▶ _PARTS OF THE EXERCISE_
A. In the notes on how the incremental compiler divides code into hunks, what makes up a single hunk in user-owned files?
B. Continue the notes on incremental compiler hunks, picking up after their final sentence.

## start EXTRACT

For "system" files, and for files not owned by the user (a distinction made because some files in /usr/include are unlikely to change but are not considered "system" files by gcc), a hunk starts at a file change boundary. These hunks end at the next possible file change boundary; this may span more than one file change event if a top-level definition or declaration crosses a boundary (e.g., see how tree.def is included somewhere). A multi-span hunk will only be reused if the same successors are seen in the token stream as were seen when the hunk was initially parsed. Note that file change boundaries are chosen primarily because they are relatively unchanging and simple to compute. Experimentation with other heuristics may prove valuable.
- For user-owned files, a hunk is a single top-level declaration or definition. The parser uses a heuristic to find the end of the hunk. Hunks are chosen this way in user code to maximize reuse; this in turn minimizes the amount of work done in the incremental case.
- A hunk has a set of prerequisites, which are checked before a hunk is reused. When parsing a hunk for the first time, the parser records the originating hunk of any names looked up by the current hunk. This set of names constitutes the prerequisites. A hunk can only be reused if all its prerequisites hunks were seen earlier in the current compilation.
- Prerequisites also function as "anti-dependencies". If a re-declaration is seen, the new declaration can only be re-used if the identical previous declaration is seen in the new compilation. (Need example here, or rewording.)
- Note that we can treat some dependencies semantically. That is, we can look at the prerequisite hunk's definitions. If the current compilation has different definitions for all the same objects, and these replacement definitions are ABI-compatible with the prerequisites, then we can still re-use the hunk. This case will require a change to introduce aliasing somewhere, perhaps in cgraph. This is not yet implemented.
- This would allow smarter re-compilation when making internal changes to functions -- it would capture more cases.
- This approach may work well for C++.
- A hunk's contents is just the mapping of names to declarations that were seen while parsing the hunk. When reusing a hunk, we re-bind the names accordingly.
- While parsing we also compute a "smash map". The trunk C front end does "decl smashing" if it sees multiple declarations of the same object -- that is, it will modify an existing object to update it with new properties. Because the incremental front end is re-using these objects, it cannot smash decls; instead we must make a copy and arrange for parts of the front end to look up the copy. Currently this is only done when dereferencing a pointer or looking for a field in a structure; this is done because these operations may be applied to apparently incomplete types.

## end EXTRACT
## start GIVEN MATERIAL

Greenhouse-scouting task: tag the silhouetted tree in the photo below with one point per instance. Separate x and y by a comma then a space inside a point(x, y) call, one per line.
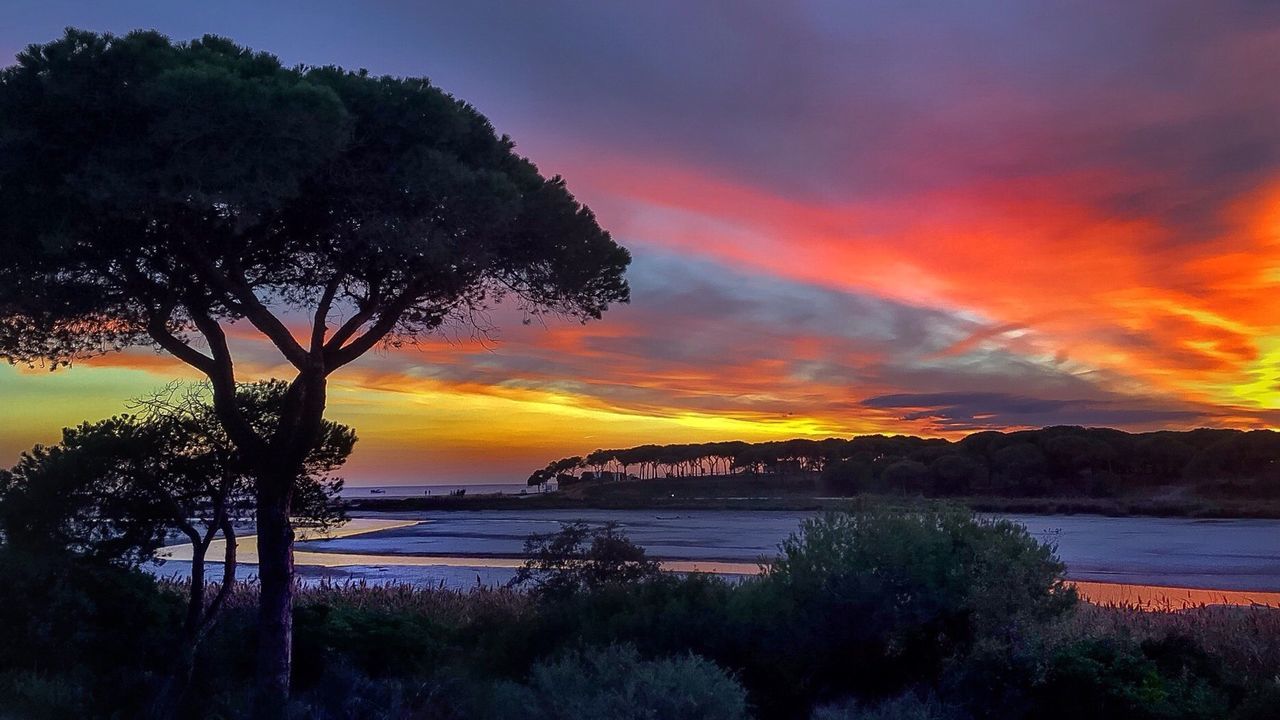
point(117, 488)
point(152, 191)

## end GIVEN MATERIAL

▶ _RESPONSES_
A. A single top-level declaration or definition.

B.
- Incremental compilation is handled without a special case. Because a hunk in user code is a single definition, and because hunk dependencies are other hunks, the results from a change to a definition are limited to its users. In other words, the hunks form a fine-grained dependency model of the program. It may be possible to do better than this -- for instance, to avoid recompiling a piece of code when its dependencies have change in compatible ways -- but that kind of analysis can be comfortably added later.
- After finishing a compilation, we rewrite the locations of objects. This lets us avoid a problem where a long-running server could run out of mapped locations. See the source for the details of this rewriting.
- There are two open projects for the C front end.
- The state of pragmas must be captured as part of a hunk's prerequisites. It would be nice to only add a pragma as a prerequisite if it actually affected compilation of the hunk; this might be tricky. Another issue is ensuring that pragmas (which are relatively rare) do not bloat the hunk data structure. One idea here would be to encapsulate the state in a special tree object, and then register an ordinary prerequisite whose identifier is not a valid C identifier (and thus unable to appear in the user's program).
- Warnings emitted when compiling a declaration should be re-emitted when the declaration is reused. This is tricky for a number of reasons. If the warning or error settings change, what is emitted must change. Locations of warnings must be rewritten the same way that decl locations are rewritten. And, it is hard to conceive of an efficient approach that works even if the user changes his LANG setting at runtime.
- Currently cpp is largely untouched. Sharing is only done on the output of cpp.
- Should cpp be a performance bottleneck, it can be made to function incrementally, and then be composed with the compiler's incremental parser.
For instance, the preprocessor could keep state around so that it could predict the next hunk's signature without actually lexing it. (This is possible if cpp has already seen a sequence of headers before and knows that nothing has changed.) Then cpp could call the parser to see if the next hunk is re-usable (this callback is needed for dependency checking). If this succeeds, rather than lex a header, cpp could skip it and emit a single CPP_HUNK token that carries with it the hunk's signature.
Perhaps a server-ified cpp could use inotify to more efficiently determine when header files have changed.
C++ Front End
- No work has started here, not even the design of the reuse approach. It may be possible to re-use the same approach that is used for C.
- One thing worth contemplating is that a change to the body of an inline definition of a method should not require recompiling all users of the containing class -- only places where that method has been inlined. This affects hunk signature computation, in particular it breaks the C-like approach. Perhaps a recursive approach would work (i.e., looking for hunks in places other than the parser's top-level loop).
Currently code generation is handled by forking the server (see toplev.c:compile_file) and doing the remaining work in the child process. This avoids re-initialization problems for most modules.
- Medium term it would be good to design a lang-hook interface here, to avoid the sort of hacks needed in the current implementation.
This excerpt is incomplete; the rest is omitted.